• **USING THE INFORMATION**:
• A. According to the subsequent-events note, on what date did the Merger become effective?
• B. Translate this sentence from the subsequent-events note into Spanish: "The financial statements do not include any adjustments that might result from the outcome of this uncertainty."

• **EXCERPTED TEXT**:
The IPA evaluated subsequent events and transactions that occurred after the balance sheet date up to the date that the financial statements were issued. Management is currently evaluating the impact of the COVID-19 pandemic on the industry and has concluded that while it is reasonably possible that the virus could have a negative effect on the IPA's financial position and results of its operations, the specific impact is not readily determinable as of the date of these financial statements. The financial statements do not include any adjustments that might result from the outcome of this uncertainty.

On February 22, 2021, the Shareholders of the AHP Management, Inc, a California corporation (“AHP”), Clinigence Holdings, Inc., a Delaware corporation (“Parent”), AHP Acquisition Corp., a Delaware corporation and wholly owned subsidiary of Parent (“Merger Sub”), and Robert Chan (the “Shareholders’ Representative”) entered into an agreement and plan of merger (the “Merger Agreement”). The Merger became effective on February 25, 2021.

The Merger Agreement provided for the merger of Merger Sub with and into AHP (the “Acquisition”.) As a result of the Acquisition, Merger Sub ceased to exist, and AHP became the surviving corporation and a direct wholly owned subsidiary of Parent, and the former stockholders of AHP have a direct equity ownership in Parent. Merger Sub was renamed AHP Management Inc. Merger Sub was originally incorporated in Delaware on January 26, 2021 and had no operating activity prior to the reported transaction.

Prior to the Acquisition, AHP was a privately held company with controlling interest in the IPA. A key term of the Merger Agreement was that AHP enter into a Management Services Agreement with the IPA (the “Management Services Agreements”) making the IPA a Variable Interest Entity (VIE) of AHP and its Parent, together the primary beneficiary (“PB”).

Under the ASC 805, the PB analysis is a qualitative analysis based on power and benefits. The PB consolidates a VIE if the PB has both power and benefits – that is, (i) the PB has the power to direct the activities of a VIE that most significantly influence the VIE’s economic performance, and (ii) PB has the obligation to absorb losses of, or the right to receive benefits from, the VIE that could potentially be significant to the VIE. The PB operates by maintaining a long-term MSA with the IPA. In accordance with relevant accounting guidance, the IPA has been determined to be a VIE of AHP, and ultimately Parent, as the PB has the ability, through majority representation on the IPA’s Board and otherwise, to direct the activities (excluding clinical decisions) that most significantly affect the IPA’s economic performance.

The IPA has evaluated subsequent events for recognition and disclosure through April 17, 2021 which is the date the financial statements were available to be issued.

Extracted records:

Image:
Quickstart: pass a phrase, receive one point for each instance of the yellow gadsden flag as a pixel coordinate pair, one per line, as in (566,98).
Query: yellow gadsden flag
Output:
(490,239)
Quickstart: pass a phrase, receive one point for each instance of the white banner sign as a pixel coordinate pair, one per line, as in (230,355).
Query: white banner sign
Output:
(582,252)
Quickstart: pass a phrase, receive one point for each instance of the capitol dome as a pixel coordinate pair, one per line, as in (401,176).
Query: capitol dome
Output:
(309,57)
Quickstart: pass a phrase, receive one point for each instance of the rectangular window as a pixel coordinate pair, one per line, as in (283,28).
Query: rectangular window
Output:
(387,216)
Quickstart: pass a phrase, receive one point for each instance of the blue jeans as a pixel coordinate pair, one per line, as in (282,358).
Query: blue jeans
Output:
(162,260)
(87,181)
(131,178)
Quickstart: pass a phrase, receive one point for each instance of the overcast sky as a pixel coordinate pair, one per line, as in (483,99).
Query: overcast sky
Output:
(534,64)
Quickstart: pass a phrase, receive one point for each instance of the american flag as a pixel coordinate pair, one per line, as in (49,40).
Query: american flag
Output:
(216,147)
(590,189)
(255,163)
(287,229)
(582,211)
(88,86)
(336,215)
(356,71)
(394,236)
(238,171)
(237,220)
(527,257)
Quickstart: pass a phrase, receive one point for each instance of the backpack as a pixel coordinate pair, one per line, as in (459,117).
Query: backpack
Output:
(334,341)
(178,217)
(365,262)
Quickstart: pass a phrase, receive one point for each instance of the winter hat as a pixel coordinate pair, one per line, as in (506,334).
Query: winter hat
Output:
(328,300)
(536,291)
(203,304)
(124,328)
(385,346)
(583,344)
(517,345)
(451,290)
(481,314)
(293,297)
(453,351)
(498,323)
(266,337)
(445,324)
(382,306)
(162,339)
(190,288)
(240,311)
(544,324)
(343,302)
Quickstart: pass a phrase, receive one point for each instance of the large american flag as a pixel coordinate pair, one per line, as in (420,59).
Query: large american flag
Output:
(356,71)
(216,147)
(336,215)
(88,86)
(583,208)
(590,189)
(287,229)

...

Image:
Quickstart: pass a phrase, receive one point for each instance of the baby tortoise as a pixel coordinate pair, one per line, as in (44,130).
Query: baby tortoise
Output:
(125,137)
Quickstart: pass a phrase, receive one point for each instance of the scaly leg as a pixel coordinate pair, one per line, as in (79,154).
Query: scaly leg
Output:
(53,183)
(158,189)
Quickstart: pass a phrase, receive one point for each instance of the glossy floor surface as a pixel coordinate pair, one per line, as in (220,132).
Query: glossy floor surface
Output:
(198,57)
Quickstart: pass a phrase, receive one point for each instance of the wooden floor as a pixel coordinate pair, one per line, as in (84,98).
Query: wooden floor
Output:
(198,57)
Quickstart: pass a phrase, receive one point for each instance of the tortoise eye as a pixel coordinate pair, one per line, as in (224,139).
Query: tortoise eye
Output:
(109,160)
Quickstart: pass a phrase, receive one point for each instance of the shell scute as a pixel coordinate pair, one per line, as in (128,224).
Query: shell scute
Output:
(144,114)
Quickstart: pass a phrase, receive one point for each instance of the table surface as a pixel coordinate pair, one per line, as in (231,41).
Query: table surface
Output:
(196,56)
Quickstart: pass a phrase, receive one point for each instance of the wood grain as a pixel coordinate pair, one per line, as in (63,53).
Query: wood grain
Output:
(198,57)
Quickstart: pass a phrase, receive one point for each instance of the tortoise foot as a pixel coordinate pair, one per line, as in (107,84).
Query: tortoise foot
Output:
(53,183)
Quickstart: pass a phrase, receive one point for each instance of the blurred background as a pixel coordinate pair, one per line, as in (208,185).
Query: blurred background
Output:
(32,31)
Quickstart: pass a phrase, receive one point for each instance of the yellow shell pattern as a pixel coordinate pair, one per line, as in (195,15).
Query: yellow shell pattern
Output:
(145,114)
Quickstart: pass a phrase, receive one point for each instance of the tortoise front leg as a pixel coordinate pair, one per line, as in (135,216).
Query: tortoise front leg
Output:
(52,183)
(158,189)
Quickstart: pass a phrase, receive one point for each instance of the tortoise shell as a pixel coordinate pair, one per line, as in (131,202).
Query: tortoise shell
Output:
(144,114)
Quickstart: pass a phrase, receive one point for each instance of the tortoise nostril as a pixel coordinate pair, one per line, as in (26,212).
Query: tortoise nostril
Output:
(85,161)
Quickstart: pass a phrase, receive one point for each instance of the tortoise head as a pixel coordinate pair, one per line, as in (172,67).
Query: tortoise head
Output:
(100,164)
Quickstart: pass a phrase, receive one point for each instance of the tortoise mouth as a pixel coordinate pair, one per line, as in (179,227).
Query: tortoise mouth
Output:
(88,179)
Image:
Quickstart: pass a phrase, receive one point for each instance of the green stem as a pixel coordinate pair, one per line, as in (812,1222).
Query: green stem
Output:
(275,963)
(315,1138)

* * *

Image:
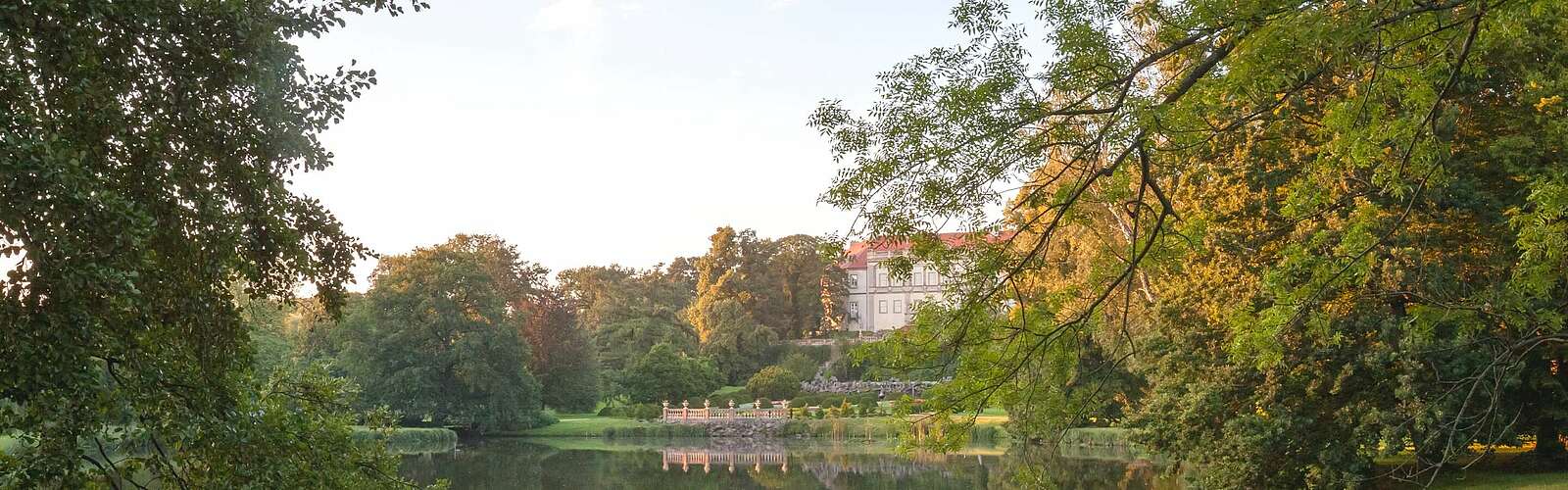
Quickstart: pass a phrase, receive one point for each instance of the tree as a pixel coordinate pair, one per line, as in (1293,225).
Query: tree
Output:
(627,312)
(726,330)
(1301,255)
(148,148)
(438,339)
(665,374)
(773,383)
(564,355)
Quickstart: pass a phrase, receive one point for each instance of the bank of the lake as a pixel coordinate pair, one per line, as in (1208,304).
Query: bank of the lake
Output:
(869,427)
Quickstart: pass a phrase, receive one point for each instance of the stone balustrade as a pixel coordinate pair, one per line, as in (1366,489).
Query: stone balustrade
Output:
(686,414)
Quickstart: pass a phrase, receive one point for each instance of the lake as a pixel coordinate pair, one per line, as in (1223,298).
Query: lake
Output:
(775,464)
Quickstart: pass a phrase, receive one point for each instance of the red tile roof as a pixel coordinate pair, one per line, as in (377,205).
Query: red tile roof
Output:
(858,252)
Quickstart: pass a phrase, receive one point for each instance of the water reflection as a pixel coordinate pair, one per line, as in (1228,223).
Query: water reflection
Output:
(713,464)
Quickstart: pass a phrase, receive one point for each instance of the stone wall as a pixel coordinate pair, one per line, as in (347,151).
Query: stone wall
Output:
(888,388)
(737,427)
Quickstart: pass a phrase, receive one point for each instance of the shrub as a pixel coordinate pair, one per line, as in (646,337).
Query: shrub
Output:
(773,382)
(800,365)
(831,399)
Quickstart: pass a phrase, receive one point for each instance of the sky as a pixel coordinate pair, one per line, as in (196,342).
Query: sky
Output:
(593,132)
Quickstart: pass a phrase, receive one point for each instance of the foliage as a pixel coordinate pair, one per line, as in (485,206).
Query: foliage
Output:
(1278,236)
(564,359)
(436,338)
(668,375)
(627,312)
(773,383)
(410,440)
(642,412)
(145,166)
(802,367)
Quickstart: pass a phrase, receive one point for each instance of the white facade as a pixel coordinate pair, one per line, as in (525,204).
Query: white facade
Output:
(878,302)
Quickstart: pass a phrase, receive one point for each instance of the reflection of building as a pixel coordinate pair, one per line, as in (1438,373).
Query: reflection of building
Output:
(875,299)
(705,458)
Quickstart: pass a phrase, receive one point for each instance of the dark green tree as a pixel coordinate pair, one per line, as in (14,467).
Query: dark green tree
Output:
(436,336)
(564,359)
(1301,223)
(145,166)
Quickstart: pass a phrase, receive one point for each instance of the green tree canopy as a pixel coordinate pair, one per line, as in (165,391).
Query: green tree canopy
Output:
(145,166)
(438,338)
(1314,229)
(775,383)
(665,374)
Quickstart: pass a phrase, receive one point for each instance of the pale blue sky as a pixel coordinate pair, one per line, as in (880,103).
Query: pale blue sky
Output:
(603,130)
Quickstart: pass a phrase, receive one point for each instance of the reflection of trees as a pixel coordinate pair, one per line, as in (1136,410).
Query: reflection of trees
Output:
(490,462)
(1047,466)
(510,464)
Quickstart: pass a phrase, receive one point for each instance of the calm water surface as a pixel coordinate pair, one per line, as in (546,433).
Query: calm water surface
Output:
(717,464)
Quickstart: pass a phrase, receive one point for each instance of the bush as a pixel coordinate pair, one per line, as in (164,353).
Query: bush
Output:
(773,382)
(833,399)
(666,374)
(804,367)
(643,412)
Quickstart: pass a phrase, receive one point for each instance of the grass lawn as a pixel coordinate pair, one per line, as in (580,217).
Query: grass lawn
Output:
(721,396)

• **RESPONSES**:
• A. February 25, 2021

• B. Los estados financieros no incluyen ningún ajuste que pudiera resultar del desenlace de esta incertidumbre.